┌──

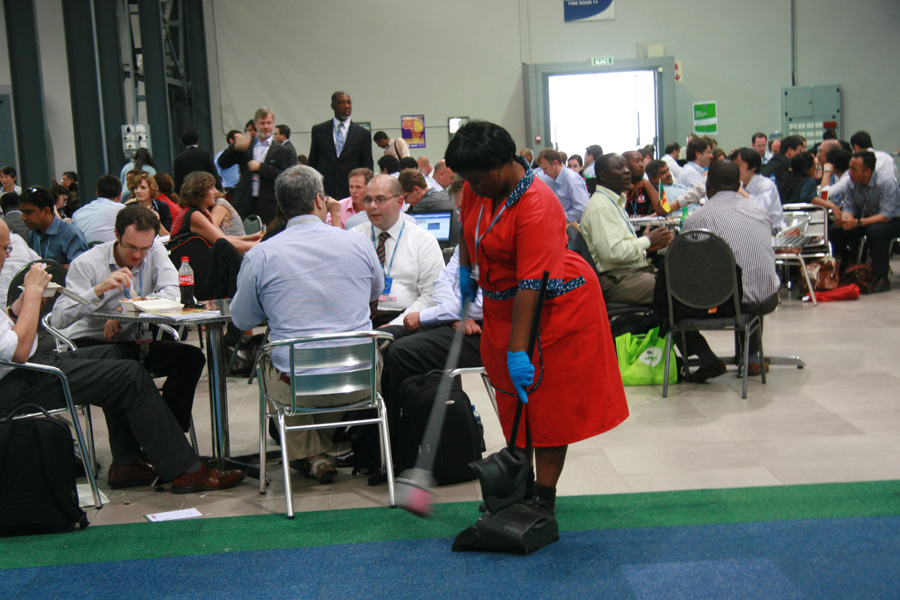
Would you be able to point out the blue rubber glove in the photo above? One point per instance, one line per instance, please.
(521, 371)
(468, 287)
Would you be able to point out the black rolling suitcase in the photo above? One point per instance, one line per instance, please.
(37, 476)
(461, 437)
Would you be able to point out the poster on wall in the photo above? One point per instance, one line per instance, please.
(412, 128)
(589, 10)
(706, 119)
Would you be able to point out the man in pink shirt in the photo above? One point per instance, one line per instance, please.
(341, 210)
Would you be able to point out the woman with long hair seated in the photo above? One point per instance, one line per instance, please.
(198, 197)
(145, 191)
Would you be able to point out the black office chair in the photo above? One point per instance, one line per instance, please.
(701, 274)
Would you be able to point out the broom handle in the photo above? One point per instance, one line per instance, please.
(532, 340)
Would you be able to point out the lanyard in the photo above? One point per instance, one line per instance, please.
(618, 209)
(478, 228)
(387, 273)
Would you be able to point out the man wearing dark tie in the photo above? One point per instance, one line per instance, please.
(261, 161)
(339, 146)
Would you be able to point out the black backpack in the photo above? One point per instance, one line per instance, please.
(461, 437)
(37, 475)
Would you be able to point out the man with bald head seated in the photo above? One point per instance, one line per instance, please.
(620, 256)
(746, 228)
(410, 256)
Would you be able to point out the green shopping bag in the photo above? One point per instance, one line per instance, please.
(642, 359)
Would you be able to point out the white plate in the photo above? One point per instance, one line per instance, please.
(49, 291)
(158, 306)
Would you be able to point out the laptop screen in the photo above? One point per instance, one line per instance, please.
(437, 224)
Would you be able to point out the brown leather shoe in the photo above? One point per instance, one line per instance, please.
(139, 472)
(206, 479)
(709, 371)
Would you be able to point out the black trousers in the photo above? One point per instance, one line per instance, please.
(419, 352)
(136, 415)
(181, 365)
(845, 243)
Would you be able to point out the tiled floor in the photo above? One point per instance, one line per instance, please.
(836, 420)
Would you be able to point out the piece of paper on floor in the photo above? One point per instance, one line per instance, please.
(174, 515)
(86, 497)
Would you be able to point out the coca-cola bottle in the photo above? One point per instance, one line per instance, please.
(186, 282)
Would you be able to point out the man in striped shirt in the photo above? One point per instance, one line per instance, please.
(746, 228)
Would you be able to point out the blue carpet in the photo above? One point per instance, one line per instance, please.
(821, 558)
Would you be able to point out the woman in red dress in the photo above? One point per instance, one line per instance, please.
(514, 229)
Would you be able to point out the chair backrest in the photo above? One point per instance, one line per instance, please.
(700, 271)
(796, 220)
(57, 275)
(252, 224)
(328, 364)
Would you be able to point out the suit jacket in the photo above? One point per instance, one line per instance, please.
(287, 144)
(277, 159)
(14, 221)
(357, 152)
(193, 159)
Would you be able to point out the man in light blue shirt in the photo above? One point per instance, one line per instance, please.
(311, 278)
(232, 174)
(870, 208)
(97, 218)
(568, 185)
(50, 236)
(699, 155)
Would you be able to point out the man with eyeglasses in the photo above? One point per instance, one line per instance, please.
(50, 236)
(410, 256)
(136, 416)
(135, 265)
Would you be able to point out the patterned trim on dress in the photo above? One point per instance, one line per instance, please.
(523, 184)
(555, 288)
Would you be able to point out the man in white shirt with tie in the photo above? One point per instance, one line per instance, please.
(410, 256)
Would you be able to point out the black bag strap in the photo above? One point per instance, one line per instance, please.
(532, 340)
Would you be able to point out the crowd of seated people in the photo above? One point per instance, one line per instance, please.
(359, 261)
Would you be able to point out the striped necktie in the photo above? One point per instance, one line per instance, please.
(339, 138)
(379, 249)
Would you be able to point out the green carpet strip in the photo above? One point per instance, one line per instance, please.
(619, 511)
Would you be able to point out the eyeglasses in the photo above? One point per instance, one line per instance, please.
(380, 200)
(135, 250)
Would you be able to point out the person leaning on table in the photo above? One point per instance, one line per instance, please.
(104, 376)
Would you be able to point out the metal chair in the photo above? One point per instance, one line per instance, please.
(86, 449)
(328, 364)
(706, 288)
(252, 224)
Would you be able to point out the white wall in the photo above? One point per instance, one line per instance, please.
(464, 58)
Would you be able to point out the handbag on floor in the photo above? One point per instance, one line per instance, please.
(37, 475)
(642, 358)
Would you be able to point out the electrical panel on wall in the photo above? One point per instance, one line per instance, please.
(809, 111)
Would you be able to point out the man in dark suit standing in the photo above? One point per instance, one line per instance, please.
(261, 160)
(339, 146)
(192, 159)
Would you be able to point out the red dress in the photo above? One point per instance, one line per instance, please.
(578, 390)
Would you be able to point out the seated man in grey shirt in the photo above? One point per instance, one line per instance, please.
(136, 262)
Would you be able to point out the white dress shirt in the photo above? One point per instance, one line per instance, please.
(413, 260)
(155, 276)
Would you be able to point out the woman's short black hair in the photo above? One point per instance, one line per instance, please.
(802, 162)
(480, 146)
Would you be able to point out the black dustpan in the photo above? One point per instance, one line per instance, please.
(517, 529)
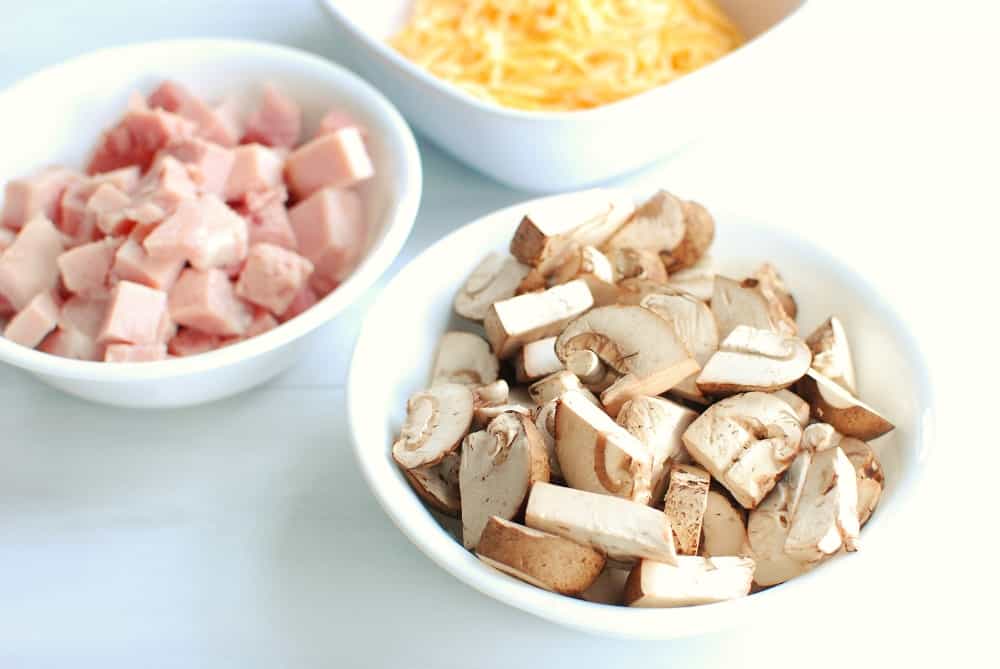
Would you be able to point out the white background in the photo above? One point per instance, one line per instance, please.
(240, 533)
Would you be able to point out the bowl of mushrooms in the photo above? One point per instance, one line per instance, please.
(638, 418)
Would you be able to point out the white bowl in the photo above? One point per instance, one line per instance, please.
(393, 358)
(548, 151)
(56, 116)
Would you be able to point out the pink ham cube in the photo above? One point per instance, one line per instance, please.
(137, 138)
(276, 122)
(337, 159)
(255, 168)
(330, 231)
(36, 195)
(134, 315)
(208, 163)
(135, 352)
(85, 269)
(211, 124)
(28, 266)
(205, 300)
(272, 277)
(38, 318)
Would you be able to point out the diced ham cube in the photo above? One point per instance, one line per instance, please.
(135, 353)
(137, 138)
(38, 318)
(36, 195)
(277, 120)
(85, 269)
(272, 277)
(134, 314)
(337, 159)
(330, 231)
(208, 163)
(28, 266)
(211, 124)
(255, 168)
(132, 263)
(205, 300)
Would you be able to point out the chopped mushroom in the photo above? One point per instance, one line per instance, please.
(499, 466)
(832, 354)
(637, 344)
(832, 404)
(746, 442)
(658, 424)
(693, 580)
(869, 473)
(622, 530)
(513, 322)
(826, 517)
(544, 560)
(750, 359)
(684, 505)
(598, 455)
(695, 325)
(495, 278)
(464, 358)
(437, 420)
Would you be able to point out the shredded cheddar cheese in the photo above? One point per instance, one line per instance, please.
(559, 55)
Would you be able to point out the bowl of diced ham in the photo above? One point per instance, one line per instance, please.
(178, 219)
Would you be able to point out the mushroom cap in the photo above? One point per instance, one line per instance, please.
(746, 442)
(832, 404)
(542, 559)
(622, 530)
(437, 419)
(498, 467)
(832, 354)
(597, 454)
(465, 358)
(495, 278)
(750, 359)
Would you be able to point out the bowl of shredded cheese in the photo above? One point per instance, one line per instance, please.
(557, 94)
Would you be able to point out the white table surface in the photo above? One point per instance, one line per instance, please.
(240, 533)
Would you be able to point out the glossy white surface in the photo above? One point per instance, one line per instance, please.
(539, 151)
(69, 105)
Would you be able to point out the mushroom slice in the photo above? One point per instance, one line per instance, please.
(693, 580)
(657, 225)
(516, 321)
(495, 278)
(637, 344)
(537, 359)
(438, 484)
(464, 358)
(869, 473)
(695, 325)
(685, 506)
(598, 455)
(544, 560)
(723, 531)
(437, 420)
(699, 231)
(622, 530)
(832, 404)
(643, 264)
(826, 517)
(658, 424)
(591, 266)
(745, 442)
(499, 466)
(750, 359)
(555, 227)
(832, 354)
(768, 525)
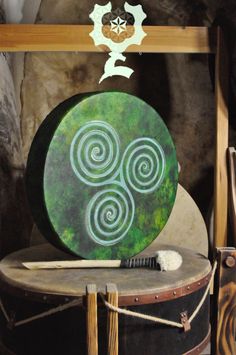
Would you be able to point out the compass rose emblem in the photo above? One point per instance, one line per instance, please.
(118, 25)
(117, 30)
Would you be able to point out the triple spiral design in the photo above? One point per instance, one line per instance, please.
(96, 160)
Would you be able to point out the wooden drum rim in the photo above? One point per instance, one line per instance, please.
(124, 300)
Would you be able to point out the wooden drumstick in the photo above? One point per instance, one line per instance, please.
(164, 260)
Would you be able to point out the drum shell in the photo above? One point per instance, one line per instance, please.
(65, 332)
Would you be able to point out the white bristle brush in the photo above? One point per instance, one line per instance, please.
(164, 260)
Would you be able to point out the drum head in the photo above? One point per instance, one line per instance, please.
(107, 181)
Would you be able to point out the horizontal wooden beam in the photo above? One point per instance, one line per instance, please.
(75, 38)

└──

◆ Problem details ◆
Nothing but the lines from the one containing "Would you be able to point out the drum head" through the last line of the data above should be set down, word for word.

◆ Response area ◆
Would you be able to point out the drum head in the photo above? One point per instance, one line per instance, please.
(107, 181)
Would you be able to point out the horizontal wooden beam in the photo above? One point per instance, one line per instance, please.
(75, 38)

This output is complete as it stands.